EXERCISE:
Starting with the line that holds "Every instance of the road", copy out each remaining line of the listing below, up to and including the last one, and include nothing else.

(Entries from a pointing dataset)
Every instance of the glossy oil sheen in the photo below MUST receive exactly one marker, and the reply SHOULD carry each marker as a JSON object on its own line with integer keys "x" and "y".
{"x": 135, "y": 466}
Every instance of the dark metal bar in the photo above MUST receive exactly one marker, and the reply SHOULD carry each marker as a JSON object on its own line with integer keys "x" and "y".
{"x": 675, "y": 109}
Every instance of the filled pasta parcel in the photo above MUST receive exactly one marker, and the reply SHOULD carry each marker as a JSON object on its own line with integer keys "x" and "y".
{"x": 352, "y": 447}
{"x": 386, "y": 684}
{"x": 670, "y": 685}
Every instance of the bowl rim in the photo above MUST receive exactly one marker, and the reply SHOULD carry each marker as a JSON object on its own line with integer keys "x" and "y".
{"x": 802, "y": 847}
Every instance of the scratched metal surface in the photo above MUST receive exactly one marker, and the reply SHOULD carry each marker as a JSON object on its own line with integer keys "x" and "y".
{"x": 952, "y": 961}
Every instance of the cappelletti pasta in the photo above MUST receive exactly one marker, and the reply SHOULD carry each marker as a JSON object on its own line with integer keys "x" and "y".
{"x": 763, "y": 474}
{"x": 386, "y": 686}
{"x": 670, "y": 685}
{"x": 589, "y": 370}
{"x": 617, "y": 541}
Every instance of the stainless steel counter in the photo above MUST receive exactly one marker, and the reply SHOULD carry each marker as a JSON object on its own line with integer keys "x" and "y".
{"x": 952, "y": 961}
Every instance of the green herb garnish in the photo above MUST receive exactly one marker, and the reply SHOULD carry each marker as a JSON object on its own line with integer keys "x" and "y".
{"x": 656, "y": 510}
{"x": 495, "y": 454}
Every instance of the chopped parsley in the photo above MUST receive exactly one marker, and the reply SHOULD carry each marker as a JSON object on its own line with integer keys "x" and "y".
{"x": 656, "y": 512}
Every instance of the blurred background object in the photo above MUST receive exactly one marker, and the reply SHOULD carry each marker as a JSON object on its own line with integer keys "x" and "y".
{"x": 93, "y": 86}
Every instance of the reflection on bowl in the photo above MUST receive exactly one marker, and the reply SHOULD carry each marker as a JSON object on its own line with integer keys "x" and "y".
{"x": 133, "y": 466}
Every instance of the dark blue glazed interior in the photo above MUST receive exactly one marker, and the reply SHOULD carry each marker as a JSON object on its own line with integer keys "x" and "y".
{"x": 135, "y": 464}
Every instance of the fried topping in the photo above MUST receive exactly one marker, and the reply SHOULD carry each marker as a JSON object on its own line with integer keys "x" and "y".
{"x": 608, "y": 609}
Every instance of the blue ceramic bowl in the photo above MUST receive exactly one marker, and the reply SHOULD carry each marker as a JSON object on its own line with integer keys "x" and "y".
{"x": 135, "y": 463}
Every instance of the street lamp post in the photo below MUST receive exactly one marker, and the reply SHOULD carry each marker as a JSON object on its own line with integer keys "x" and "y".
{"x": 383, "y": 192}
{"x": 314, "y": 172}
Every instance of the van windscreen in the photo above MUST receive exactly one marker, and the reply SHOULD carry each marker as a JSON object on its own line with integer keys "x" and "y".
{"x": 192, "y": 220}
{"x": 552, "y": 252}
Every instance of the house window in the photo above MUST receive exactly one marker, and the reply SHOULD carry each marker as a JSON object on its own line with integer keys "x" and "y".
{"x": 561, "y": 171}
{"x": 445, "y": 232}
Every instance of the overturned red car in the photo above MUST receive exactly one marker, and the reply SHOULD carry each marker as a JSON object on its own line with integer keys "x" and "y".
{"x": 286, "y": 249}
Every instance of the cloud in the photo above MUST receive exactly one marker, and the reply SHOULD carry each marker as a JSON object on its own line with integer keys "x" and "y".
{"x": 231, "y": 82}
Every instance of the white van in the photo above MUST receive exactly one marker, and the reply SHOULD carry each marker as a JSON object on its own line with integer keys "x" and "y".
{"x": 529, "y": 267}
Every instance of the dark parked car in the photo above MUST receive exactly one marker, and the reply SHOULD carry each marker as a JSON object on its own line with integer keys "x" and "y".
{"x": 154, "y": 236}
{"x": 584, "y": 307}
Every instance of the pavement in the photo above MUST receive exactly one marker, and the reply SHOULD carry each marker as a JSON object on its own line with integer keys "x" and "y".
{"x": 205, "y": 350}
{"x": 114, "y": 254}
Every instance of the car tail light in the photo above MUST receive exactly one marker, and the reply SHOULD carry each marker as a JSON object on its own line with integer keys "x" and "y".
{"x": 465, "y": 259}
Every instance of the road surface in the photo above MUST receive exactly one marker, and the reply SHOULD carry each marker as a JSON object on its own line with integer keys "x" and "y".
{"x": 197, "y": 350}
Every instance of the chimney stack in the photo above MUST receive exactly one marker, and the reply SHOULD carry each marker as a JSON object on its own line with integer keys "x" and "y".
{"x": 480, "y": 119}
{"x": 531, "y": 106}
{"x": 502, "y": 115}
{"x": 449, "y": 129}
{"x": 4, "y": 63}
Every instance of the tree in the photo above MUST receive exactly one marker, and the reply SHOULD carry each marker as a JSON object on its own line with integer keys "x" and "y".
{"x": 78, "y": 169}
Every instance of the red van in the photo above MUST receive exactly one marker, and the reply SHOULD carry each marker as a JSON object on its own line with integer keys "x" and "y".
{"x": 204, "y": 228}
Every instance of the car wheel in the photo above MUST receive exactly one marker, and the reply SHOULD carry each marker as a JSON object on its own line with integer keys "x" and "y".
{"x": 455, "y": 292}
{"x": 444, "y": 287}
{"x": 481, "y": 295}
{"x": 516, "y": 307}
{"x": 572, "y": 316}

SOLUTION TO THE EXERCISE:
Every instance of the road surface in the photo above MUST receive exactly one marker, and the reply SHOULD carry each marker as a JSON object on its own line with integer keys "x" and "y".
{"x": 197, "y": 350}
Every instance of the chimney stack in the photo above MUST receive exactly one marker, and the reply SHOULD carry each marker as a JSON object on its own line with integer keys "x" and "y".
{"x": 480, "y": 119}
{"x": 531, "y": 106}
{"x": 502, "y": 115}
{"x": 449, "y": 129}
{"x": 4, "y": 63}
Every instance of the tree in the photo above MUST receive exactly one marker, and the reply SHOULD carry each marker as a JSON object on its own line with integer keys "x" and "y".
{"x": 78, "y": 169}
Every instance of the red van in the photo above MUST receive exactly one marker, and the reply SHOULD carry each marker as a JSON object on its own line with integer keys "x" and "y".
{"x": 204, "y": 228}
Every instance of the car wheel in the photo above MUST receive exactly one marker, and the reply SHOULD carry each marker as a JSON object on its own line with integer keys "x" and "y".
{"x": 455, "y": 292}
{"x": 444, "y": 287}
{"x": 481, "y": 295}
{"x": 516, "y": 307}
{"x": 572, "y": 316}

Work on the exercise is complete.